-Cuando se encuentran por primera vez Hepburn y Peck, ella somnolienta por el efecto de un calmante inyectado por el médico de la corte, ella acierta todavía a recitar un poema que supone un elogio de la dulzura, de las buenas maneras, de los mejores sentimientos. “Vacaciones en Roma” es un ejemplo inmejorable de ello en un tiempo en los que estos parecen cotizar a la baja. Y también de la sutileza, de la delicadeza, de la elegancia, de la consideración con los demás.
-Viéndola por trigésima -más o menos- vez me planteo ¿y si todo fuera un sueño de ella provocado por la ingesta de esa medicina? Algo parecido a lo que algunos hemos creído intuir en esa otra obra maestra de capital importancia en la historia del cine, la negrísima y a la vez luminosa “Laura”. Con otro bellezón radiante y esplendoroso, de otro corte y confección… Gene Tierney. Tal vez de líneas y rasgos más perfectos aún que los de Audrey, igual de irresistible si me apuran, aunque en otro estilo, pero ay, la expresividad de mi amada actriz es inigualable, esa sonrisa franca y que genera la máxima confianza, esos enormes ojos almendrados, esa dulzura y delicadeza (vuelvo a ello) inacabable. Sólo por haber puesto en este planeta a una mujer como ella, ya merecería la pena esta vida.

__REGISTROS__.
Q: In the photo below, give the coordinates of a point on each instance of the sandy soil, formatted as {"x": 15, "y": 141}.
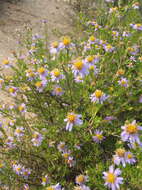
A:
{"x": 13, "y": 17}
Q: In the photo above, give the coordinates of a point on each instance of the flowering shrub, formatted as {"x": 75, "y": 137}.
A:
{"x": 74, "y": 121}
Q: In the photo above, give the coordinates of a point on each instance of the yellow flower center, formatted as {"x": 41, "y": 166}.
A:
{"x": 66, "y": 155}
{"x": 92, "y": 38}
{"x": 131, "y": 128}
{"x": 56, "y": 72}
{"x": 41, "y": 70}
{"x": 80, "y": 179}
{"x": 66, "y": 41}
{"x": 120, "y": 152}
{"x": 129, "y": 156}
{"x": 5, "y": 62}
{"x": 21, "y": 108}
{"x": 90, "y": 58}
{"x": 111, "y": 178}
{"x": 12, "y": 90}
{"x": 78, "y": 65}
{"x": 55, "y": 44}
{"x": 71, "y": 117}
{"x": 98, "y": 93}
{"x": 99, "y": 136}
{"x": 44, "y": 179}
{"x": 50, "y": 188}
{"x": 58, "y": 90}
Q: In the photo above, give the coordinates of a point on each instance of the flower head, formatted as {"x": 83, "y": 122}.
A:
--
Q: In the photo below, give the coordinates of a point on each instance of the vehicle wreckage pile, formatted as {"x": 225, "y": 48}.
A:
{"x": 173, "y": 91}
--
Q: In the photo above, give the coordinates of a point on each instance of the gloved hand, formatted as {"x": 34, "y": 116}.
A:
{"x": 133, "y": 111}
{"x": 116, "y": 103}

__TAREAS__.
(A) En el comentario sobre «Vacaciones en Roma», ¿qué otra película se cita como obra maestra de capital importancia en la historia del cine?
(B) Prosigue el comentario sobre «Vacaciones en Roma» a partir de su última frase.

__RESPUESTAS__.
(A) «Laura».

(B)
-Su guionista, Dalton Trumbo, perseguido de manera infame y atroz por el maccarthismo, estaba tildado de comunista (la verdad es que creo más bien que en los USA estos vienen a ser el equivalente a los socialdemócratas en Europa, pues los primeros como tales son una rara avis por aquellas latitudes). Pues bien, la elegancia y consideración con la que trata una institución como la monarquía la considero ejemplar. Se pone en la piel de quienes están tras la misma, aunque él fuera un republicano como yo, al estilo norteamericano (no de partido, sino de sistema). Conclusión: una con la que me identifico plenamente, antepone las personas a las instituciones. Y es que -no deseo caer en el tópico, pero no lo puedo evitar- igualito que el tratamiento que le concederíamos en esta mi querida España (o Alemania, o cualquier otro lugar (salvo la Gran Bretaña de “La reina”), y conste que me siento orgulloso del cine de aquí, pero nuestra actitud mental en ciertas ocasiones peca de un sectarismo que me estomaga.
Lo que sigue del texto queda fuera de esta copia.